▸ Supplied text:
Rolled Monk

Archive for June, 2015|Monthly archive page

Why do we have kids?

In Uncategorized on June 29, 2015 at 1:43 pm

Well the first and most obvious reason I could think of is to extend our lineage; somebody to carry our names into the next generation and beyond. A miserable attempt at immortality maybe? I remember this line from a fucked up movie I saw (whose name I’ve ironically forgotten): “Every person dies two deaths. The first time is when they actually die and the second time is when the last person who knew them dies.” I’m not going to digress into what exactly that shit meant by “knew them” because that will take up the rest of my life and I’m afraid it won’t be much of a legacy. Legacy! Yes. That’s what kids are to a lot of parents.

▸ Explore the material:
1. Answer these questions about the blog post:
(a) On what date was the post published?
(b) In what category was it placed?
(c) What does the writer name as the first and most obvious reason for having kids?
2. Reproduce the section of the blog post starting at "Well the first" and ending at "lot of parents.".
Rely solely on the blog post when responding.

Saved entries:
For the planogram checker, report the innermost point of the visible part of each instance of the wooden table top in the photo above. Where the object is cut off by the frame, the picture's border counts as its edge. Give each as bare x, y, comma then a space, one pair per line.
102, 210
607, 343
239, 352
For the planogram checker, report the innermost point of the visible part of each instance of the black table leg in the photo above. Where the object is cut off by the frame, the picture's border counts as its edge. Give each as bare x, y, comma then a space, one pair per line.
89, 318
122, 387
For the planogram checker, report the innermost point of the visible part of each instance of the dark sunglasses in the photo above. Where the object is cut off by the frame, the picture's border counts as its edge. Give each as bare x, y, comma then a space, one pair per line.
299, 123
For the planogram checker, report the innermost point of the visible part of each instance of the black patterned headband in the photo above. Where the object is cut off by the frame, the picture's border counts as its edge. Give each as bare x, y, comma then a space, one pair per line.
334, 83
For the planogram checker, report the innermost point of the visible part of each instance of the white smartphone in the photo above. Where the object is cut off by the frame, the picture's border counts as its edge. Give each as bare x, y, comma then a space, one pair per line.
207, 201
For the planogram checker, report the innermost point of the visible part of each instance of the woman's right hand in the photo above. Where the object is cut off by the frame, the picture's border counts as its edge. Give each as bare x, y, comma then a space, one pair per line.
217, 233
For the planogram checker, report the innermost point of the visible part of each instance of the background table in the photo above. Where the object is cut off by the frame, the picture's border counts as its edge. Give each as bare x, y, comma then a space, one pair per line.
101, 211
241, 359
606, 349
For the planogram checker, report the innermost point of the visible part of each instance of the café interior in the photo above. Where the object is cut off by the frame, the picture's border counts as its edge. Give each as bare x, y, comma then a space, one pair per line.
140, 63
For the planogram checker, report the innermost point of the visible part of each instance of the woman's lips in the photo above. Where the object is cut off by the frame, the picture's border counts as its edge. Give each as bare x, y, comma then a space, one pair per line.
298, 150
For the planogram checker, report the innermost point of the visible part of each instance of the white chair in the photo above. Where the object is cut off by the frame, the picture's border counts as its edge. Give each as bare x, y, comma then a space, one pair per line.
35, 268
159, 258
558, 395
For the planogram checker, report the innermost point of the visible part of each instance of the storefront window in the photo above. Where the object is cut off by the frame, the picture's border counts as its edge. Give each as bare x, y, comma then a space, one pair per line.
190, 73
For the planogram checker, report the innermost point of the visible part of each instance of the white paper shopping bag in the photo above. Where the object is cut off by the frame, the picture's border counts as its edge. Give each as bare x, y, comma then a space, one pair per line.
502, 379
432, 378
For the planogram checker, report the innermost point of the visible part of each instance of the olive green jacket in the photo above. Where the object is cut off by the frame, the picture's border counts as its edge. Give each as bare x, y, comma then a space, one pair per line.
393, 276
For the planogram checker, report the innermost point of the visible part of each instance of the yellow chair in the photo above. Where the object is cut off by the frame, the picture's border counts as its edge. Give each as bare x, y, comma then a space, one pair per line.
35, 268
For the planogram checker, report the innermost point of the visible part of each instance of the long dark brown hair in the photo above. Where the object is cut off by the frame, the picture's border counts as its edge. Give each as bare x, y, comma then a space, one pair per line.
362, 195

▸ Completed exercise:
1.
(a) June 29, 2015
(b) Uncategorized
(c) To extend our lineage, so that somebody carries our names into the next generation and beyond.

2.
Well the first and most obvious reason I could think of is to extend our lineage; somebody to carry our names into the next generation and beyond. A miserable attempt at immortality maybe? I remember this line from a fucked up movie I saw (whose name I’ve ironically forgotten): “Every person dies two deaths. The first time is when they actually die and the second time is when the last person who knew them dies.” I’m not going to digress into what exactly that shit meant by “knew them” because that will take up the rest of my life and I’m afraid it won’t be much of a legacy. Legacy! Yes. That’s what kids are to a lot of parents.